Write the data out again in full, with no departure from the original.
-- Begin INPUT FOR THIS TASK --
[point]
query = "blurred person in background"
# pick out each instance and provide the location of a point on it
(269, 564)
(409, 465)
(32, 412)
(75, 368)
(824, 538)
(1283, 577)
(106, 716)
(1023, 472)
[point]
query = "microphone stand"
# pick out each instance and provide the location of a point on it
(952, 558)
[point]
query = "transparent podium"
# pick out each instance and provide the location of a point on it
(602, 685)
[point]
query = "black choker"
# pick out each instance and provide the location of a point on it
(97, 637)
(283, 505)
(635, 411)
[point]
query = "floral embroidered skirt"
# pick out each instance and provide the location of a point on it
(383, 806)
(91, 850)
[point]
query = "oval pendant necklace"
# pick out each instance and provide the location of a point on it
-- End INPUT FOR THIS TASK --
### FULL ANSWER
[point]
query = "blurred person in background"
# pick out each instance and provide the location of a point on it
(269, 564)
(409, 465)
(32, 412)
(75, 368)
(824, 538)
(1283, 577)
(106, 716)
(1023, 472)
[point]
query = "microphone stand"
# pick out each instance and provide the location of a point on it
(952, 558)
[point]
query = "transparent podium"
# pick out each instance and provide the location of a point on it
(602, 685)
[point]
query = "black choker"
# pick out each instance and provide the location of a point on it
(97, 637)
(283, 505)
(635, 411)
[point]
query = "floral embroidered skirt"
# pick out each instance and provide the location of a point on it
(383, 806)
(91, 850)
[point]
query = "oval pendant necklace"
# pick out each instance and provide the location of a point on it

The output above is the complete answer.